* _PROBLEM DETAILS_
Locate each line in the data below that contains the string "positive" and copy those lines.

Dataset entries
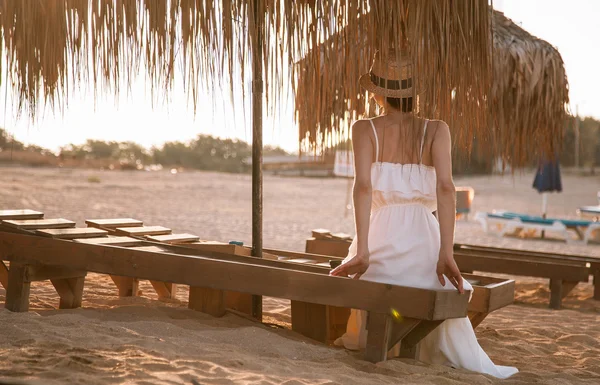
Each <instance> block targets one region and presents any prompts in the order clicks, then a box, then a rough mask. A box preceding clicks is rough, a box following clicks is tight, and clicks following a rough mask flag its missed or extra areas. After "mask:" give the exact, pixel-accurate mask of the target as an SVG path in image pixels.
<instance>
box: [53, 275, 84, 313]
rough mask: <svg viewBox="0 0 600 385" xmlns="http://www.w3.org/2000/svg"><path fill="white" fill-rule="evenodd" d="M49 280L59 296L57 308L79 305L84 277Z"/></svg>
mask: <svg viewBox="0 0 600 385" xmlns="http://www.w3.org/2000/svg"><path fill="white" fill-rule="evenodd" d="M50 281H51V282H52V285H53V286H54V288H55V289H56V292H57V293H58V295H59V296H60V303H59V305H58V308H59V309H75V308H78V307H81V301H82V299H83V286H84V283H85V277H76V278H61V279H51V280H50Z"/></svg>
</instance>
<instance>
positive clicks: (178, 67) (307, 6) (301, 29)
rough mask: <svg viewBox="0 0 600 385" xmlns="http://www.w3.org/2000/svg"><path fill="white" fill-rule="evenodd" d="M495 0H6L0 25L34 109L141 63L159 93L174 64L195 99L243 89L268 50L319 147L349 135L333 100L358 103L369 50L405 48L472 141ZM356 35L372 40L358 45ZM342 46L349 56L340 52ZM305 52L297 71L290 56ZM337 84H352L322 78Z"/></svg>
mask: <svg viewBox="0 0 600 385" xmlns="http://www.w3.org/2000/svg"><path fill="white" fill-rule="evenodd" d="M487 3H488V1H487V0H461V1H452V0H325V1H316V0H297V1H277V0H219V1H217V0H215V1H212V0H168V1H167V0H3V1H0V31H1V32H0V33H1V34H2V40H3V42H4V49H5V54H6V57H7V68H6V73H7V74H8V79H7V80H8V82H9V84H10V86H11V88H12V89H13V90H14V92H15V93H16V95H17V100H18V101H19V103H18V110H19V111H28V112H29V114H31V115H32V116H34V115H35V113H36V111H37V110H38V107H39V106H38V105H39V104H40V102H43V103H41V104H44V103H50V104H51V105H52V106H62V105H64V104H65V103H67V102H68V95H69V91H70V90H71V89H72V88H73V87H77V86H79V85H82V84H83V83H85V82H88V81H89V82H90V83H91V84H92V85H93V87H94V89H95V90H96V91H105V92H112V93H114V94H118V92H119V90H120V88H121V87H122V85H123V84H125V85H128V84H130V83H131V81H132V79H133V77H134V76H136V75H137V74H138V72H139V71H140V70H142V69H144V68H145V70H146V76H147V78H148V81H149V82H150V83H151V85H152V90H153V93H154V95H159V96H163V95H166V94H168V91H169V90H170V89H171V87H172V85H173V82H174V80H175V76H176V74H181V76H182V80H183V82H184V84H185V89H186V91H187V92H188V95H189V96H190V98H191V100H192V101H193V102H194V103H195V102H196V100H197V98H198V94H199V93H200V92H202V91H203V90H205V89H212V88H215V87H219V86H220V85H222V84H227V83H229V84H230V87H231V89H232V90H233V89H234V88H237V87H238V85H239V87H240V88H242V89H243V91H244V93H246V91H247V90H246V88H247V87H244V84H245V80H246V79H247V78H248V76H247V74H246V72H248V71H249V68H251V67H249V65H250V64H251V60H252V57H253V53H254V52H257V51H256V50H257V49H258V48H261V49H262V50H263V52H264V63H263V71H264V77H263V78H264V81H265V89H266V91H267V92H266V101H267V105H268V106H269V107H270V110H271V111H276V110H277V105H278V103H280V102H281V101H282V100H284V98H285V95H284V92H283V91H284V90H286V85H288V84H291V87H292V89H294V90H295V94H296V96H297V100H299V101H300V102H299V103H298V105H297V108H298V109H299V111H300V113H299V114H300V117H301V118H300V119H301V121H302V122H306V119H305V117H306V116H308V115H309V112H310V111H312V113H315V112H316V117H315V118H314V119H315V120H314V121H309V122H307V123H306V124H304V126H307V127H318V128H319V129H320V132H321V133H320V134H317V131H315V130H313V129H308V130H304V131H302V136H301V138H300V139H301V140H302V139H305V136H304V134H305V133H309V134H310V135H309V136H308V141H309V143H310V144H311V145H315V144H320V145H322V144H325V143H326V141H327V140H328V139H327V138H328V137H329V138H332V137H336V136H339V135H346V134H347V132H346V131H345V128H343V127H345V126H344V125H342V124H340V123H338V122H337V121H335V119H334V117H333V116H334V109H335V110H336V111H337V110H339V106H346V103H348V105H347V110H349V111H357V110H359V108H358V106H357V104H356V103H357V98H358V97H357V95H358V93H359V92H360V91H359V89H358V84H357V79H358V77H359V75H360V74H362V73H363V72H364V69H365V68H366V64H367V63H368V61H369V60H370V58H371V57H372V53H373V52H374V51H375V50H380V51H382V52H387V49H388V48H389V47H404V48H405V49H407V50H410V53H411V55H412V56H413V58H414V62H415V63H416V70H417V72H418V73H419V74H420V75H421V79H427V82H426V83H422V85H423V86H424V87H425V89H426V92H427V93H426V96H425V97H424V100H423V102H424V103H422V105H423V106H424V108H423V111H422V112H423V113H424V114H427V115H428V116H439V117H443V118H445V119H447V120H449V122H451V123H452V124H453V126H454V127H459V128H460V129H459V130H457V132H458V133H459V135H458V139H459V141H461V142H464V143H465V144H467V145H469V144H470V143H471V140H472V138H473V134H474V133H475V132H477V133H480V134H486V133H488V131H487V130H484V129H483V128H485V127H486V126H487V117H488V115H487V109H486V105H487V103H488V100H489V99H488V97H487V95H488V92H489V90H490V79H491V71H492V69H491V62H490V52H491V33H490V12H489V11H488V4H487ZM255 15H257V17H255ZM255 21H258V23H257V25H255ZM255 30H256V31H257V33H258V34H260V37H261V38H260V39H257V38H256V37H257V35H255V34H253V33H252V31H255ZM342 31H343V33H341V32H342ZM359 37H360V40H361V41H364V42H365V43H366V44H365V45H363V44H360V45H358V44H356V42H357V41H359ZM258 42H262V43H260V47H258V46H257V44H259V43H258ZM324 42H327V47H328V50H326V52H325V56H326V58H325V60H326V61H327V64H328V65H327V66H325V67H323V68H322V67H321V63H322V62H323V60H322V57H321V56H322V55H323V53H322V52H320V51H319V50H316V49H315V48H316V47H318V46H319V45H321V44H323V43H324ZM1 45H2V44H0V46H1ZM0 49H1V48H0ZM337 52H342V53H343V55H342V56H341V57H338V55H333V54H332V53H337ZM397 54H398V55H400V54H401V52H400V51H398V52H397ZM300 59H303V60H302V63H303V65H302V66H301V67H300V68H299V71H298V68H297V67H296V66H293V65H292V63H295V62H298V61H299V60H300ZM288 72H289V76H287V73H288ZM300 75H302V76H300ZM290 79H291V81H290ZM418 82H419V79H417V80H416V83H418ZM330 84H337V85H344V86H343V87H341V86H340V87H336V88H335V89H332V90H329V89H328V88H327V87H325V86H324V85H330ZM416 85H417V86H418V84H416ZM452 90H454V91H455V98H454V99H452V98H451V96H450V95H451V91H452ZM358 100H360V98H358ZM336 103H337V104H336ZM315 110H318V111H315ZM328 116H329V117H330V118H327V117H328ZM327 119H330V120H331V121H330V122H326V121H325V120H327ZM323 139H326V140H325V141H323Z"/></svg>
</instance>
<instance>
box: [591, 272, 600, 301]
mask: <svg viewBox="0 0 600 385" xmlns="http://www.w3.org/2000/svg"><path fill="white" fill-rule="evenodd" d="M592 270H593V271H592V274H593V275H594V299H595V300H596V301H600V266H595V267H594V266H592Z"/></svg>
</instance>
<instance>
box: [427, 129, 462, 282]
mask: <svg viewBox="0 0 600 385" xmlns="http://www.w3.org/2000/svg"><path fill="white" fill-rule="evenodd" d="M451 152H452V142H451V139H450V129H449V128H448V125H447V124H446V123H444V122H442V121H438V122H437V130H436V132H435V136H434V138H433V145H432V157H433V166H434V167H435V172H436V175H437V186H436V193H437V202H438V207H437V215H438V218H439V222H440V236H441V246H440V254H439V259H438V265H437V274H438V278H439V280H440V283H441V284H442V285H443V286H445V280H444V277H443V275H445V276H446V277H448V279H449V280H450V282H451V283H452V284H453V285H454V286H455V287H456V288H457V289H458V290H459V291H460V292H461V293H462V292H463V282H462V276H461V275H460V271H459V270H458V267H457V266H456V262H455V261H454V226H455V222H456V189H455V187H454V181H453V180H452V154H451Z"/></svg>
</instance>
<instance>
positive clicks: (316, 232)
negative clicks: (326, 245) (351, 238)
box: [312, 229, 331, 239]
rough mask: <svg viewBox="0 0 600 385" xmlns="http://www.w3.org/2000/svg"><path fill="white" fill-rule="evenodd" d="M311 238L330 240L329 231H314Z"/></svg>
mask: <svg viewBox="0 0 600 385" xmlns="http://www.w3.org/2000/svg"><path fill="white" fill-rule="evenodd" d="M312 236H313V238H315V239H331V231H329V230H327V229H314V230H313V231H312Z"/></svg>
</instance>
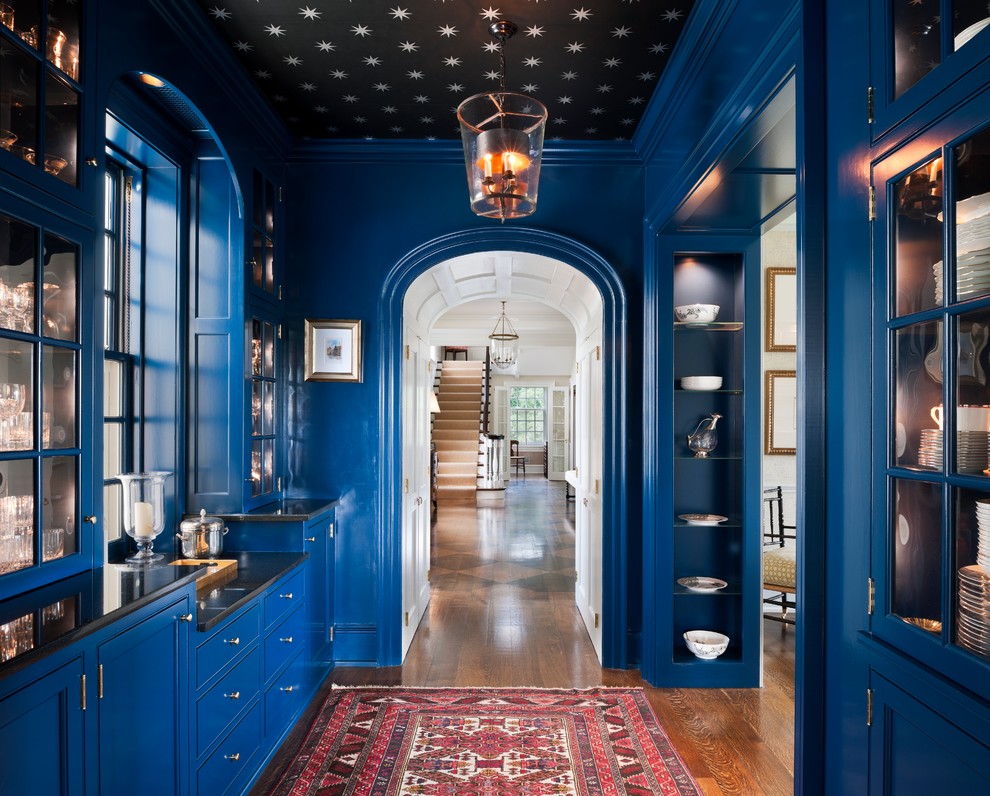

* _RESPONSE TO THE EXERCISE_
positive clicks: (178, 67) (307, 6) (301, 29)
positive clicks: (316, 232)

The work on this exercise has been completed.